(Point localization data)
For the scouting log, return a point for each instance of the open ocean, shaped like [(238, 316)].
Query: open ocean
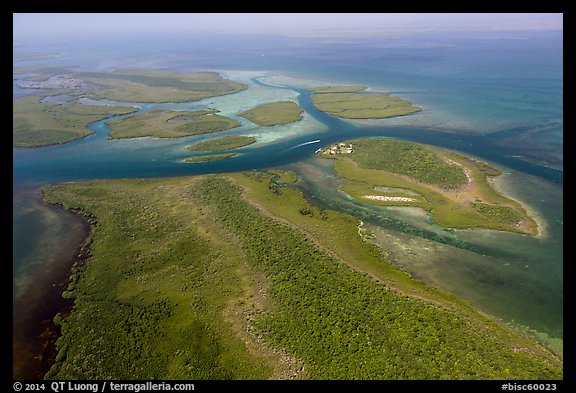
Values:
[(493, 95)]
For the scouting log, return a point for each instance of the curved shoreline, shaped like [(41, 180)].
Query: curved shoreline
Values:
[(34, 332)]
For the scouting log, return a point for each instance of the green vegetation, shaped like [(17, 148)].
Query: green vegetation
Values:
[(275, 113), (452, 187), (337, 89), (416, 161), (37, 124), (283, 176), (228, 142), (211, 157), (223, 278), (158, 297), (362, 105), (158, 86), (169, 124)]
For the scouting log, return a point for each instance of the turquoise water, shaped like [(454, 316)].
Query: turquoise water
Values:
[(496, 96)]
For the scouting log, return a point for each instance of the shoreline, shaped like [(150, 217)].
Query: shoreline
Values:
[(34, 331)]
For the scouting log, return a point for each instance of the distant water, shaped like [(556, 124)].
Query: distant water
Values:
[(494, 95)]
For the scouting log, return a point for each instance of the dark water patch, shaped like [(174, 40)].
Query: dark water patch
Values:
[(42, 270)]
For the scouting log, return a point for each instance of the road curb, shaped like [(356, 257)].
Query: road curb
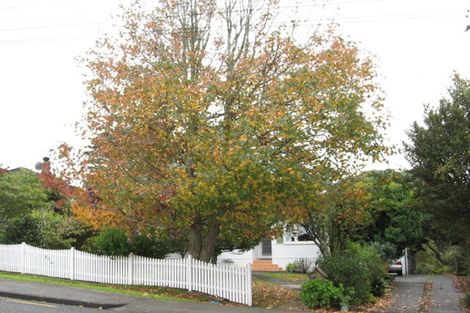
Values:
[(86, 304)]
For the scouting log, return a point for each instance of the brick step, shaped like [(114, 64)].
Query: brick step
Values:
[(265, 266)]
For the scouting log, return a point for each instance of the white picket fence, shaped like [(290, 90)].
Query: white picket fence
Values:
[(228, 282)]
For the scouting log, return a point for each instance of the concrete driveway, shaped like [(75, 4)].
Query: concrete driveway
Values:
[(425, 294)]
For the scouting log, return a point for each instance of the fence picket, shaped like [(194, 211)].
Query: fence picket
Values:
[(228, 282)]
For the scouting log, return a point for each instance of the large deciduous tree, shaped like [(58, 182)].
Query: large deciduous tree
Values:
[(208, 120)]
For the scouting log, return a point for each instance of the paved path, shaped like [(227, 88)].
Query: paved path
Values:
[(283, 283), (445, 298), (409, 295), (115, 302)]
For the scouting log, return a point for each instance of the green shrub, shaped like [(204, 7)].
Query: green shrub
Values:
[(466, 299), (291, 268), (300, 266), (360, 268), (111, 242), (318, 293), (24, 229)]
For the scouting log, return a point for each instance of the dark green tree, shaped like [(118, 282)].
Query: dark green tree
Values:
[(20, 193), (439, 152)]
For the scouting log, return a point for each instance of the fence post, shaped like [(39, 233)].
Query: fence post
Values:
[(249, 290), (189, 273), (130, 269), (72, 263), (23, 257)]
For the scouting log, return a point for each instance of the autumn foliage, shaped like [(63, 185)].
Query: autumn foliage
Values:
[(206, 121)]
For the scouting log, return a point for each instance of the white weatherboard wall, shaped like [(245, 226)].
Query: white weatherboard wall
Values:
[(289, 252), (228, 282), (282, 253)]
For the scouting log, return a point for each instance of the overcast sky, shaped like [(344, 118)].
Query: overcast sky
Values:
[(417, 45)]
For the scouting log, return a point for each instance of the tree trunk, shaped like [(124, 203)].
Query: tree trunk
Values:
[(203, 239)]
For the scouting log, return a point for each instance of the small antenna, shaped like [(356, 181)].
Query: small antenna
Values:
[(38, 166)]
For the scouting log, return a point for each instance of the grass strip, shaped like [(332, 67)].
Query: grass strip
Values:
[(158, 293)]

Task: Your task is to retype the records above in full and exactly, omitting the pictures.

Exercise solution:
For the scouting log, return a point for each instance of the open ocean, shaped like [(238, 316)].
Query: open ocean
Values:
[(493, 95)]
For the scouting log, return a point for each instance of the curved shoreline, shaped like [(41, 180)].
Query: curved shoreline
Values:
[(34, 332)]
For the scouting log, return a point for each instance of the green vegetation, shaped like [(17, 148)].
Query: green vegetation
Values:
[(275, 113), (452, 187), (337, 89), (416, 161), (37, 124), (283, 176), (228, 142), (211, 157), (223, 278), (158, 297), (362, 105), (158, 86), (169, 124)]
For the scouting log, return a point for each instance of the turquoise water, shaped like [(454, 316)].
Query: turquoise water
Values:
[(496, 96)]
For the scouting log, return a point for each instance of the shoreline, shaped like [(150, 217)].
Query: shoreline
Values:
[(34, 331)]
For the scouting log, return a point for each instance of the distant water, shaped like [(556, 124)].
Query: distant water
Values:
[(494, 95)]
For the scouting log, return a point for each instance of the dark water patch, shaped like [(174, 40)].
Query: dark water patch
Values:
[(42, 270)]
For the scouting log, return a point for each instance of the road curb, shaped like [(356, 257)].
Query: road curb
Values:
[(86, 304)]
For the scouting log, return a point for each instance of the brick step, shaped like [(114, 64)].
Query: brick step
Values:
[(265, 266)]
For the scouting log, return a point for each instance of the white picket fence, shaped like [(290, 90)].
Query: white picket fence
Values:
[(228, 282)]
For the scouting log, return a point for each instance of the concrete driveway, shaped like [(75, 4)].
Query: concrete driveway
Values:
[(425, 294)]
For the scouting log, return a point for each instance of the fence picket, shaped like [(194, 211)].
Query: fence picket
Values:
[(228, 282)]
For the scouting log, return a point for each instance of the large deciduous tree, shaped like [(58, 182)].
Query: large deciduous tree
Values:
[(208, 120)]
For the scouting log, return a point for each instance of the paved path, shaped like [(227, 88)].
Query: paved path
Values:
[(283, 283), (445, 298), (409, 295), (115, 302)]
For the scouting log, return a point for each instance of the green shrub, shaped like [(204, 7)].
Query: green shrub
Values:
[(466, 299), (291, 268), (300, 266), (360, 268), (111, 242), (318, 293), (24, 229)]
For the scouting log, return a point for each instance of the dark green tree, shaped like [(118, 282)].
Query: dark green tree
Values:
[(20, 193), (439, 152)]
For the scouting log, return a point for each instance of the fence post, shaped like [(39, 233)].
Query: fence post
Values:
[(249, 290), (189, 273), (130, 269), (72, 263), (23, 257)]
For the scouting log, return a point for each instance of the autumn foliage, shaped like [(63, 185)].
Query: autumn foliage
Values:
[(206, 121)]
For the scouting log, return a point for each instance of the white weatherboard wall, shaped like [(245, 226)].
Query: white weatherboard wall
Values:
[(289, 252), (228, 282), (282, 253)]
For the scouting log, return a point for each instance of the overcast sky, shaped like [(344, 118)].
Query: overcast sky
Values:
[(417, 45)]
For the scouting log, return a point for each instance of the tree trunk, shaped like [(124, 203)].
Query: tree trunk
Values:
[(203, 239)]
For the scouting log, return a point for each instance of the small antenna, shaped like [(356, 181)].
Query: small antenna
Values:
[(38, 166)]
For the scouting log, return a point for each instance of the grass strip, shaped like [(332, 67)].
Query: grass strip
Values:
[(158, 293)]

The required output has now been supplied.